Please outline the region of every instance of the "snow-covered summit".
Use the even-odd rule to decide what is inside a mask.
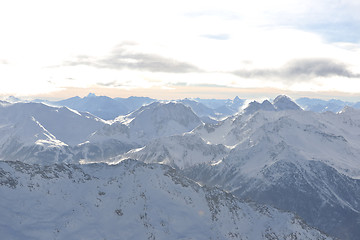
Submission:
[[[42,103],[0,105],[0,158],[27,162],[68,158],[106,123],[89,113]]]
[[[85,162],[107,161],[131,148],[143,147],[152,140],[192,131],[202,121],[181,103],[155,102],[117,117],[111,125],[104,125],[89,138],[91,155]],[[94,152],[94,149],[96,151]]]
[[[217,113],[214,109],[207,107],[205,104],[197,102],[192,99],[182,99],[177,100],[176,102],[182,103],[187,107],[190,107],[193,112],[199,116],[202,121],[206,121],[208,123],[216,122],[219,117],[219,113]]]
[[[181,103],[154,102],[126,116],[119,116],[112,125],[117,128],[119,124],[128,127],[130,139],[144,142],[189,132],[201,125],[202,121],[191,108]],[[116,134],[114,129],[114,135]]]
[[[285,95],[277,96],[273,101],[273,105],[277,110],[301,110],[299,105]]]
[[[201,123],[198,116],[194,114],[190,107],[186,107],[184,104],[176,102],[154,102],[146,106],[142,106],[140,109],[125,116],[125,119],[133,119],[135,121],[129,125],[139,124],[137,122],[149,122],[153,124],[160,124],[166,121],[173,120],[183,126],[195,127]],[[118,120],[118,119],[116,119]],[[127,122],[125,120],[125,122]],[[145,124],[146,125],[146,124]]]
[[[302,110],[294,101],[288,96],[279,95],[271,103],[269,100],[264,100],[262,103],[252,101],[244,109],[244,113],[253,114],[257,111],[284,111],[284,110]]]
[[[249,105],[244,109],[244,113],[252,114],[252,113],[257,112],[259,110],[275,111],[276,109],[268,100],[265,100],[262,103],[259,103],[257,101],[253,101],[253,102],[250,102]]]
[[[95,93],[89,93],[86,97],[91,98],[91,97],[97,97]]]
[[[153,101],[155,99],[146,97],[110,98],[89,93],[82,98],[76,96],[49,103],[55,106],[67,106],[80,112],[90,112],[105,120],[113,120],[119,115],[128,114]]]
[[[21,100],[20,98],[15,97],[15,96],[8,96],[4,100],[7,101],[7,102],[10,102],[10,103],[24,102],[23,100]]]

•••

> [Exercise brief]:
Write the listing above out again word for word, excluding all images.

> [Response]:
Please outline the region of every instance of the "snow-covered summit".
Use the even-odd rule to decide what is inside a mask.
Submission:
[[[42,103],[0,105],[0,158],[27,162],[68,158],[106,123],[89,113]]]
[[[85,162],[107,161],[131,148],[143,147],[152,140],[192,131],[202,121],[181,103],[155,102],[117,117],[111,125],[104,125],[89,138],[91,155]],[[94,152],[94,149],[96,151]]]
[[[217,113],[214,109],[207,107],[205,104],[197,102],[192,99],[182,99],[177,100],[176,102],[182,103],[187,107],[190,107],[193,112],[199,116],[202,121],[206,121],[208,123],[216,122],[219,117],[219,113]]]
[[[181,103],[154,102],[126,116],[119,116],[112,125],[117,128],[119,124],[128,127],[130,139],[144,142],[189,132],[201,125],[202,121],[191,108]],[[116,134],[114,129],[114,135]]]
[[[285,95],[277,96],[273,101],[273,105],[277,110],[301,110],[299,105]]]
[[[201,123],[198,116],[194,114],[190,107],[186,107],[184,104],[176,102],[154,102],[146,106],[142,106],[140,109],[125,116],[125,119],[133,119],[135,121],[129,125],[139,124],[137,122],[149,122],[153,124],[160,124],[166,121],[173,120],[183,126],[195,127]],[[118,120],[118,119],[116,119]],[[127,122],[125,120],[125,122]],[[145,124],[146,125],[146,124]]]
[[[302,110],[294,101],[288,96],[279,95],[271,103],[269,100],[264,100],[262,103],[252,101],[244,109],[244,113],[253,114],[257,111],[284,111],[284,110]]]
[[[249,105],[244,109],[244,113],[252,114],[252,113],[257,112],[259,110],[275,111],[276,109],[268,100],[265,100],[262,103],[259,103],[257,101],[253,101],[253,102],[250,102]]]
[[[95,93],[89,93],[86,97],[91,98],[91,97],[97,97]]]
[[[153,101],[155,99],[146,97],[110,98],[89,93],[82,98],[76,96],[49,103],[55,106],[67,106],[80,112],[90,112],[105,120],[113,120],[119,115],[128,114]]]
[[[21,100],[20,98],[15,97],[15,96],[8,96],[4,100],[7,101],[7,102],[10,102],[10,103],[24,102],[23,100]]]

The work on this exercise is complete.